*Data for the task*

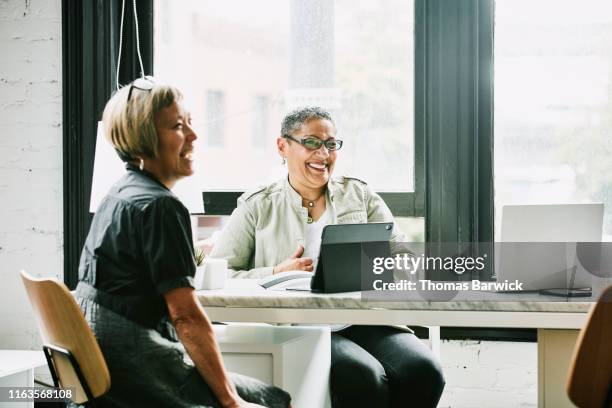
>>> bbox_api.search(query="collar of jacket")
[282,176,338,211]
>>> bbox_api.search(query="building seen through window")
[495,0,612,240]
[154,0,415,193]
[205,89,225,147]
[251,95,270,147]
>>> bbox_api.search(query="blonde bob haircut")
[102,80,182,162]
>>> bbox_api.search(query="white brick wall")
[439,340,537,408]
[0,0,63,349]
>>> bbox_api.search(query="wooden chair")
[566,284,612,408]
[20,271,111,406]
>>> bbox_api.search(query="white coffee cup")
[195,258,228,290]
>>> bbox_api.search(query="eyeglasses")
[283,135,343,151]
[127,76,155,102]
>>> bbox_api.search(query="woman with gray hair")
[211,106,445,408]
[74,77,291,408]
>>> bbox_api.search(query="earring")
[281,157,286,165]
[139,158,144,171]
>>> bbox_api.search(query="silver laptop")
[496,203,603,290]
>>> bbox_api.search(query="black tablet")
[310,222,394,293]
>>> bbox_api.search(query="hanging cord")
[116,0,126,90]
[132,0,145,78]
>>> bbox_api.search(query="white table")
[214,325,331,408]
[199,279,593,408]
[0,350,47,408]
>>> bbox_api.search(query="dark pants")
[72,298,290,408]
[330,326,445,408]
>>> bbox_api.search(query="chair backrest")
[20,271,111,404]
[566,284,612,408]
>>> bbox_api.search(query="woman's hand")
[273,245,314,273]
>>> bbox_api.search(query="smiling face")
[146,101,197,189]
[278,118,338,194]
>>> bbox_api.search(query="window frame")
[192,1,493,226]
[62,0,493,275]
[63,0,508,339]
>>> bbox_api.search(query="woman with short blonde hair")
[74,77,291,408]
[102,78,179,162]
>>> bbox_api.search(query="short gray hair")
[281,106,336,137]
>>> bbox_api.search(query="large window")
[205,89,226,147]
[154,0,415,193]
[251,95,271,147]
[495,0,612,240]
[64,0,495,334]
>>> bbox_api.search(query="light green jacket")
[210,176,409,278]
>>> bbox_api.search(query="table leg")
[427,326,441,358]
[537,329,579,408]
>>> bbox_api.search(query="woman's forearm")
[230,265,274,279]
[173,310,238,408]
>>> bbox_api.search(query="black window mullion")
[63,0,153,289]
[418,0,494,279]
[476,0,495,246]
[379,193,418,217]
[417,0,521,342]
[202,192,420,218]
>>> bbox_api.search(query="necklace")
[301,193,324,224]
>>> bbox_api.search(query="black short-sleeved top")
[77,163,196,328]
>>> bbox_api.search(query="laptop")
[496,203,603,291]
[260,223,394,293]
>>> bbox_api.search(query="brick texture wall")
[0,0,62,349]
[439,340,537,407]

*Work to complete*
Each line above is to be repeated exactly as written; no picture is carried over.

*Answer box*
>>> bbox_api.search(query="collar of jacket")
[282,176,338,211]
>>> bbox_api.search(query="building seen through window")
[495,0,612,240]
[154,0,415,193]
[205,89,225,147]
[251,95,270,147]
>>> bbox_api.search(query="blonde bob haircut")
[102,80,182,162]
>>> bbox_api.search(query="white brick wall")
[439,340,537,408]
[0,0,63,349]
>>> bbox_api.search(query="wooden chair")
[566,284,612,408]
[20,271,111,406]
>>> bbox_api.search(query="white coffee cup")
[195,258,228,290]
>>> bbox_api.search(query="eyeglasses")
[283,135,343,151]
[127,76,155,102]
>>> bbox_api.search(query="woman with gray hair")
[211,106,445,408]
[74,77,291,408]
>>> bbox_api.search(query="earring")
[281,157,286,165]
[139,158,144,171]
>>> bbox_api.search(query="silver laptop")
[496,203,603,290]
>>> bbox_api.search(query="black tablet")
[310,222,394,293]
>>> bbox_api.search(query="hanging cord")
[116,0,126,90]
[132,0,145,78]
>>> bbox_api.search(query="white table")
[214,325,331,408]
[199,279,593,408]
[0,350,47,408]
>>> bbox_api.search(query="dark pants")
[72,298,290,408]
[330,326,445,408]
>>> bbox_api.search(query="chair backrest")
[20,271,111,404]
[566,284,612,408]
>>> bbox_api.search(query="woman's hand")
[273,245,314,273]
>>> bbox_api.search(query="smiling face")
[146,101,197,189]
[278,118,338,194]
>>> bbox_api.search(query="window frame")
[192,1,493,226]
[62,0,493,275]
[63,0,508,339]
>>> bbox_api.search(query="woman with short blonde hair")
[74,77,291,408]
[102,78,179,162]
>>> bbox_api.search(query="short gray hair")
[281,106,336,137]
>>> bbox_api.search(query="large window")
[205,89,226,147]
[154,0,415,193]
[251,95,271,147]
[495,0,612,240]
[64,0,495,334]
>>> bbox_api.search(query="light green jacket")
[210,176,409,278]
>>> bbox_api.search(query="table leg")
[427,326,441,358]
[537,329,579,408]
>>> bbox_api.search(query="woman's forearm")
[230,265,274,279]
[173,310,238,408]
>>> bbox_api.search(query="black window mullion")
[63,0,153,289]
[418,0,494,279]
[476,0,495,246]
[379,193,418,217]
[417,0,521,342]
[202,192,420,218]
>>> bbox_api.search(query="necklace")
[301,193,324,224]
>>> bbox_api.search(query="black short-sleeved top")
[77,163,196,328]
>>> bbox_api.search(query="laptop")
[496,203,603,291]
[260,223,394,293]
>>> bbox_api.search(query="brick texture wall")
[0,0,62,349]
[439,340,537,407]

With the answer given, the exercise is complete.